§ Page text
....................

# Tone up



## Doman26 (Feb 21, 2006)

Hi,

I go to the men's site frequently to check out the bodybuilding information. I have a coworker who would like to tone up but I don't know much about the female physiology. The only thing that popped in my head would be circuit training. If anyone could direct me to where "tone up" plans would be on this site for females or if anyone had any of there own advice that would be great.

Thanks


----------



## Nath1466867935 (Sep 4, 2007)

Hello!!!

The term 'tone up' confuses the hell out of me. Hopefully someone might come and explain this term further. I assume when someone says they wanna tone up, they mean they wanna build a little more muscle while losing a bit of body fat in order give a harder look - am I close to the mark??

If it were me, I would combine some good cardio work such as swimming, running, rowing, cycling etc with some resistance exercises, the standard compound movements squats, bench etc maybe some additional tricep work for the bingo wings lol.

....................

§ Given instruction
Extract the thread on toning up in full, reproducing every line without alteration. The listing that follows is not needed.

....................

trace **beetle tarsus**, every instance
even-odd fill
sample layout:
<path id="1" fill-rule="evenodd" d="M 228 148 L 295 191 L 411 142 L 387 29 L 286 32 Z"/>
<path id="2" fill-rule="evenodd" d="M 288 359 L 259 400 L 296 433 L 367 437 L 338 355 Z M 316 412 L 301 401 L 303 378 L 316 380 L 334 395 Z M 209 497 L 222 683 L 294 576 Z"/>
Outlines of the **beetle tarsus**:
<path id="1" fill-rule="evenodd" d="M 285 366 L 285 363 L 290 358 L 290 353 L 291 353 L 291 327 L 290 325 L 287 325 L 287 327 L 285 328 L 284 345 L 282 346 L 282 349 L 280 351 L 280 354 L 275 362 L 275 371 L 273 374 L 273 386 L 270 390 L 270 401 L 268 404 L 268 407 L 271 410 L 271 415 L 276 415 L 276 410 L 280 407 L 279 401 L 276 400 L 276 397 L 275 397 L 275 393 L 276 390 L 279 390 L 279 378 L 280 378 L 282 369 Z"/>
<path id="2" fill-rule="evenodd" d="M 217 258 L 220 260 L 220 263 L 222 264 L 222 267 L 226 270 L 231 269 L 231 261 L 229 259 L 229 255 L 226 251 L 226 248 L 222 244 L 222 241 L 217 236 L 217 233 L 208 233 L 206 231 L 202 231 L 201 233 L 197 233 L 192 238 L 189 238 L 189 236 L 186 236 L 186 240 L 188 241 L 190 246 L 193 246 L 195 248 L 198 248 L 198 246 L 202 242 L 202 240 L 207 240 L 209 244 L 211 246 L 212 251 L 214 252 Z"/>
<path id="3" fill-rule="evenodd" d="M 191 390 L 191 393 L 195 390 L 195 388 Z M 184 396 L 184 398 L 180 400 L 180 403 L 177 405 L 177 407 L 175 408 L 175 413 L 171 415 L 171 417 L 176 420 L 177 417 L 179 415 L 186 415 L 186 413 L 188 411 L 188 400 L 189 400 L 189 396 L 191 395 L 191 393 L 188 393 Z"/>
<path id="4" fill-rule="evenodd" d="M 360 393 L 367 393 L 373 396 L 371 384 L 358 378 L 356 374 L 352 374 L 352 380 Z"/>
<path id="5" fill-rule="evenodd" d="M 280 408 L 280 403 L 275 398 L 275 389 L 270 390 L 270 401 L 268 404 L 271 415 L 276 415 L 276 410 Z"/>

....................

§ Response to the exercise
# Tone up



## Doman26 (Feb 21, 2006)

Hi,

I go to the men's site frequently to check out the bodybuilding information. I have a coworker who would like to tone up but I don't know much about the female physiology. The only thing that popped in my head would be circuit training. If anyone could direct me to where "tone up" plans would be on this site for females or if anyone had any of there own advice that would be great.

Thanks


----------



## Nath1466867935 (Sep 4, 2007)

Hello!!!

The term 'tone up' confuses the hell out of me. Hopefully someone might come and explain this term further. I assume when someone says they wanna tone up, they mean they wanna build a little more muscle while losing a bit of body fat in order give a harder look - am I close to the mark??

If it were me, I would combine some good cardio work such as swimming, running, rowing, cycling etc with some resistance exercises, the standard compound movements squats, bench etc maybe some additional tricep work for the bingo wings lol.